# What is asked
Rewrite the rows below with "crop-scouting record" switched to "field-survey log" and everything else unchanged. Leave the pictures out of your answer.

Point annotation records

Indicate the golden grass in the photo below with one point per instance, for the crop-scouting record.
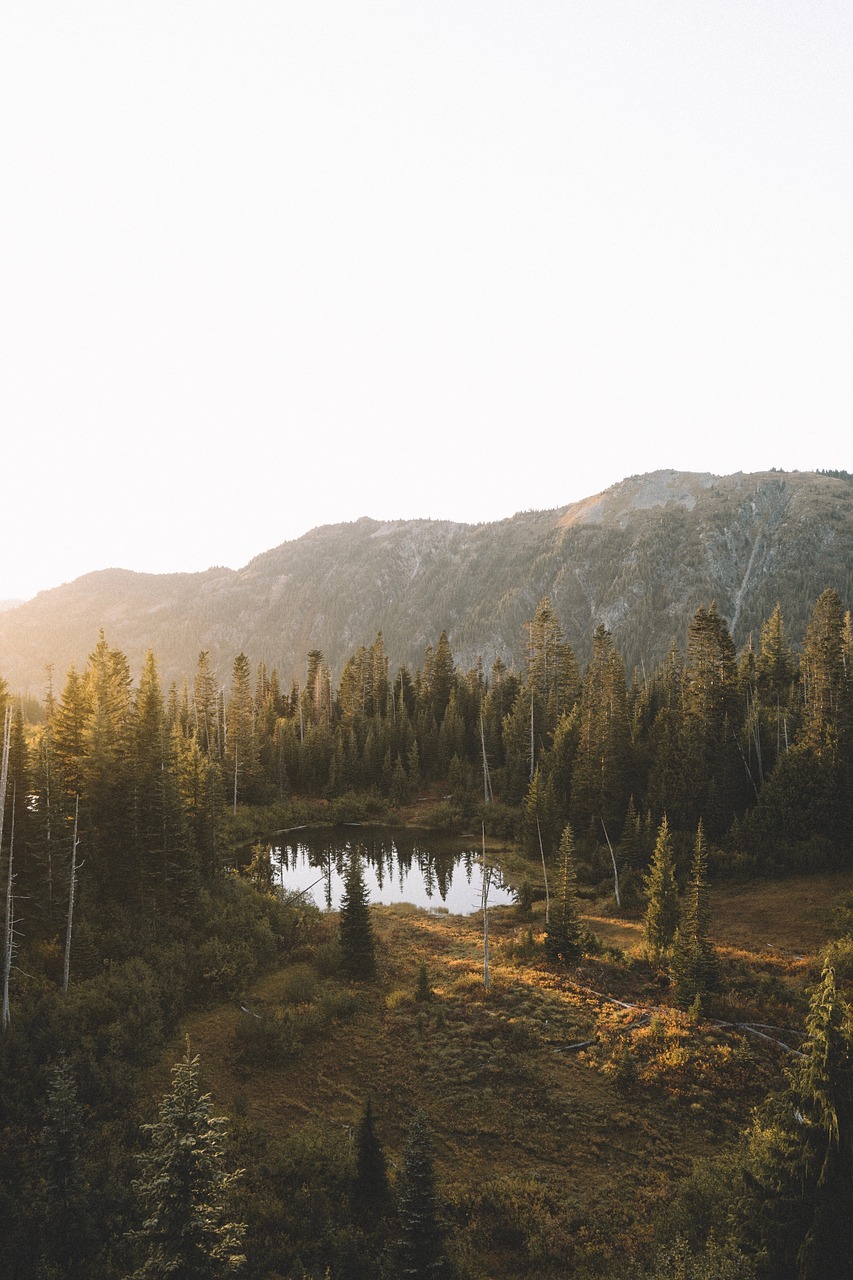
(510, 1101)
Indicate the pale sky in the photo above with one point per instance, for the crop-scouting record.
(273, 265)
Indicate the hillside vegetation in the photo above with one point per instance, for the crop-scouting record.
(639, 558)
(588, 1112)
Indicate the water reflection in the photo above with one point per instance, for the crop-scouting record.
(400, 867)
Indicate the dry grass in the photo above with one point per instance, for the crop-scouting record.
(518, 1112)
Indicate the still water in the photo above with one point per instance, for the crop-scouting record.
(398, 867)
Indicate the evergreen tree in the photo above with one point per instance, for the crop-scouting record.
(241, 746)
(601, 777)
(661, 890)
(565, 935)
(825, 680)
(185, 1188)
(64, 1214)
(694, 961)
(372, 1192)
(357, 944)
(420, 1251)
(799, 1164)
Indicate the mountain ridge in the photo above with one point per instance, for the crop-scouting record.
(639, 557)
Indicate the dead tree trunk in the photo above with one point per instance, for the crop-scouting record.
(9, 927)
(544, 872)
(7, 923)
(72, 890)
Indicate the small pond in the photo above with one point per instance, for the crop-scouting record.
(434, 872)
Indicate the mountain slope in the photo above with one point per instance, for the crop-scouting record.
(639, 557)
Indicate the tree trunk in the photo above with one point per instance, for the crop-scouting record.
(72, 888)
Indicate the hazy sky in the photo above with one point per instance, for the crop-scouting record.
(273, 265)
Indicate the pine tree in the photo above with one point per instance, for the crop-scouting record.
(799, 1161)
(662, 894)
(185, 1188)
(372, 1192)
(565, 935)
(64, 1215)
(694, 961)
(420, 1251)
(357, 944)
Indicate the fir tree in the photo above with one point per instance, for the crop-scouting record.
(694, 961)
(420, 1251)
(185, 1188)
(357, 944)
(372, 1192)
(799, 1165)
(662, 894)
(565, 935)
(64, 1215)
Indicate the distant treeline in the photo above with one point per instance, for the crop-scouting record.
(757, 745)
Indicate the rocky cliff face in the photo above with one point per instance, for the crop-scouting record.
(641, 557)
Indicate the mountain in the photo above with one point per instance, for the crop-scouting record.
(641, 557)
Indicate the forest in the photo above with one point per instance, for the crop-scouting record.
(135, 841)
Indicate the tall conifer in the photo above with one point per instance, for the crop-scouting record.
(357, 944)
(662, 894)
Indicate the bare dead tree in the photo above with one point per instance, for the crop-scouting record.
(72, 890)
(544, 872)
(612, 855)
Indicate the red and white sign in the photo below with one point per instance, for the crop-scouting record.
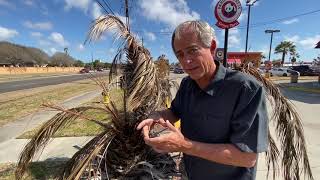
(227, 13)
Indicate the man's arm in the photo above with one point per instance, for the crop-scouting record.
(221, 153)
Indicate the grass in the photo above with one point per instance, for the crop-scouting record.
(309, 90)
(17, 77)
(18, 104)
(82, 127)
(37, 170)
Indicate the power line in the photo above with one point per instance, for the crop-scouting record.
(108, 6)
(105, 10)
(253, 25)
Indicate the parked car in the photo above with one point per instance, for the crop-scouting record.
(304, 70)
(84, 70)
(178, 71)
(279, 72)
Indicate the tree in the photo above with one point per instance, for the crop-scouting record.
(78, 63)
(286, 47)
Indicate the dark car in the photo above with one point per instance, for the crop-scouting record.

# The output
Indicate the golden grass in the photo below with one point per instance, for the field-survey log.
(510, 1101)
Indicate the pale sky in the photo above with one point per instance, for the field-survey log.
(273, 265)
Indicate the hillside vegetation in the photo above with one point per instance, for the field-survey log.
(639, 558)
(588, 1112)
Indicate the water reflection in the photo above with one point per instance, for the field-survey log.
(400, 867)
Indicate the dry grass in the photo above with one point per instance, for the field-survey log.
(518, 1112)
Indicate the still water in the photo above with one point per instance, for the field-survey log.
(398, 867)
Indicate the evergreen tree in the photo above with one point per instance, for the field-survey log.
(241, 746)
(601, 777)
(661, 890)
(565, 935)
(825, 680)
(185, 1188)
(64, 1214)
(694, 961)
(372, 1192)
(357, 944)
(420, 1251)
(799, 1164)
Indicate the mountain ridge in the photo above with one point per instance, for the field-survey log.
(639, 557)
Indicate the dead tree trunk in the photo above with one point per instance, for the field-survey log.
(9, 927)
(544, 872)
(7, 923)
(72, 890)
Indicate the small pond in the photo above with one point per instance, for the field-survey log.
(434, 872)
Indicate the mountain slope in the photo above with one point per instance, for the field-survey log.
(639, 557)
Indicate the tree trunk in the photo above with one point per instance, for the field-survey log.
(72, 888)
Indicate the hazy sky in the photo above with one point per instance, for the field-survey log.
(273, 265)
Indicate the pine tree in the photo above with one point per instance, for the field-survey log.
(799, 1161)
(662, 894)
(185, 1188)
(372, 1192)
(565, 935)
(64, 1215)
(694, 961)
(420, 1251)
(357, 944)
Indicate the fir tree in the photo above with one point per instance, for the field-survey log.
(694, 961)
(420, 1251)
(185, 1188)
(357, 944)
(372, 1192)
(799, 1165)
(662, 894)
(565, 935)
(64, 1215)
Indicate the distant treeline in the photo above with one point per instance, for the field-survey log.
(757, 745)
Indicate the rocky cliff face in the photo above with one point per instance, for the field-survey log.
(641, 557)
Indicate the mountain in the photo above with one point per instance, for the field-survey log.
(641, 557)
Indicate the forest in the photo above with one point per instance, for the field-survey log.
(135, 841)
Indicate the tall conifer in the photo above with one point per instance, for the field-survey log.
(357, 944)
(662, 894)
Indicate the bare dead tree in the photo above with one point per instance, for the field-survey log.
(72, 890)
(544, 872)
(612, 855)
Indicate the red and white sign in the photo below with one point per instance, for the field-survey log.
(227, 13)
Indicate the man's arm in the photo above with one point per instance, for the field-survey log.
(221, 153)
Indicate the grass in the photo above with one point per instance, for the field-survey log.
(309, 90)
(17, 77)
(18, 104)
(82, 127)
(37, 170)
Indicate the power line in the photo above with one point per instance, for the field-survey log.
(108, 6)
(105, 10)
(253, 25)
Indicate the parked car in the photo above with one point per instance, for the field-survey log.
(304, 70)
(84, 70)
(178, 71)
(279, 72)
Indicate the tree in the photo above with one point per instance, for the field-survey log.
(78, 63)
(286, 47)
Indicate the dark car in the photo above with one point per instance, for the field-survey log.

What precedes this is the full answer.